### Tarefa
Continue o texto sobre o relatório da CPI contra Bolsonaro e a proposta de gastos de Paulo Guedes, começando logo após a última frase apresentada.

### Trecho da fonte
O Globo
A CPI presidida pelo senador Omar Aziz fez
um trabalho intenso, profundo, técnico e o relator, senador Renan Calheiros,
apresentou um relatório implacável contra o presidente Jair Bolsonaro, seu
governo e aliados. A lista dos crimes atribuídos a Bolsonaro é grande, as
provas coletadas nos depoimentos e nos documentos conseguidos pela comissão são
robustas. Se o procurador geral da República, Augusto Aras, fechar os olhos
mais uma vez estará prevaricando. É seu dever olhar as denúncias que serão
levadas a ele. Já Arthur Lira assumirá definitivamente o papel de cúmplice se
nada fizer.
Bolsonaro sabe que o cerco está se
fechando. É por isso que o ministro da Economia, Paulo Guedes, rasgou ontem o
último pedaço de fantasia: avisou que quer licença para gastar. O governo está
usando uma causa séria — o combate à fome — para fazer um vale tudo fiscal.
Propõe furar o teto sem cerimônia. O objetivo é lançar uma boia para o
presidente, porque ele está afundando. O ministro da Economia costumava acusar
os outros de serem fura-teto. Agora, a quem acusará? Quer um governo popular,
diz Guedes. Esse não é um governo popular e essa é a forma mais rápida de
realimentar a inflação, como deveria saber o economista.

### Dados fornecidos
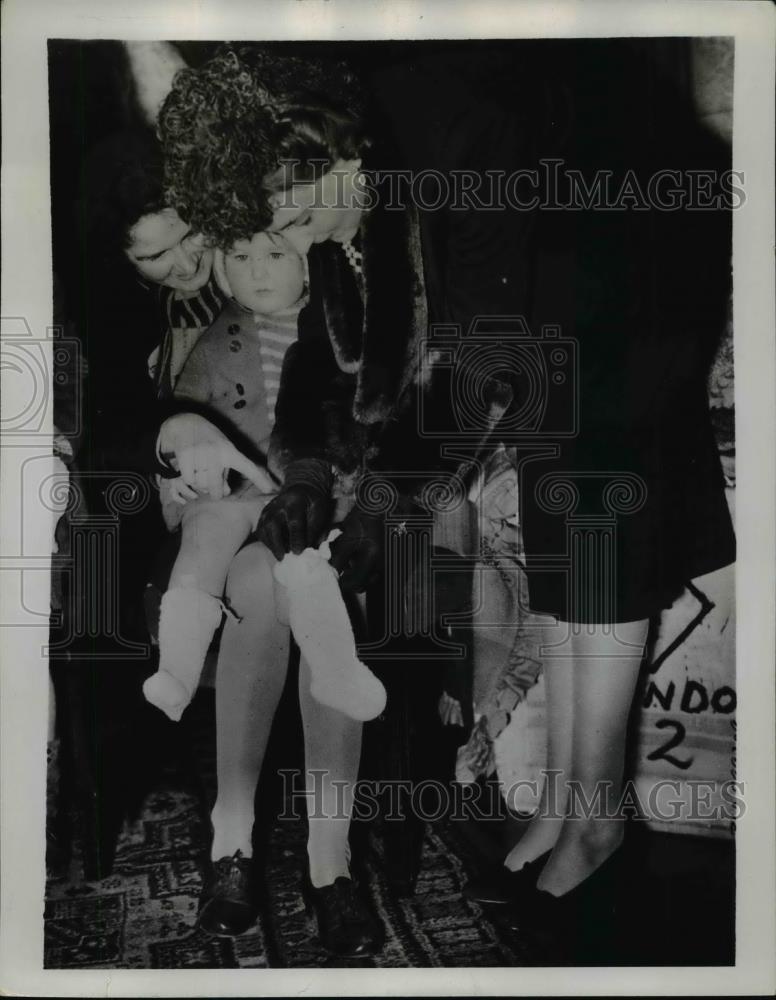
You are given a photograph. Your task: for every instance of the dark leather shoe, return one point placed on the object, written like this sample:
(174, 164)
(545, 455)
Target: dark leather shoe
(502, 887)
(346, 927)
(229, 902)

### Resposta
Algumas acusações a Bolsonaro são de fácil comprovação. O crime de epidemia com resultado morte, previsto no artigo 267 do Código Penal foi praticado à luz do dia, repetidamente. Bolsonaro trabalhou para espalhar o vírus e o fez para que o país atingisse a suposta imunidade de rebanho. Numa coluna publicada em 30 de janeiro, eu noticiei que um grupo de procuradores aposentados havia encaminhado uma representação a Augusto Aras acusando o presidente exatamente de crime de epidemia. Aras mandou arquivar. Mas agora é a CPI e o procurador geral terá mais dificuldade para pôr na gaveta.
A CPI trabalhou intensamente nesses 177
dias, nas sessões públicas, e na equipe técnica, para levantar um forte
conjunto probatório. Agora se pode dizer com mais segurança que o presidente da
República foi omisso, expôs deliberadamente a população ao vírus, espalhou fake
news, prescreveu remédios ineficazes, atrasou a compra de vacinas, ouviu
denúncia de que havia indícios de corrupção no Ministério da Saúde e nada fez.
Por atos e omissões, o presidente da República levou brasileiros à morte.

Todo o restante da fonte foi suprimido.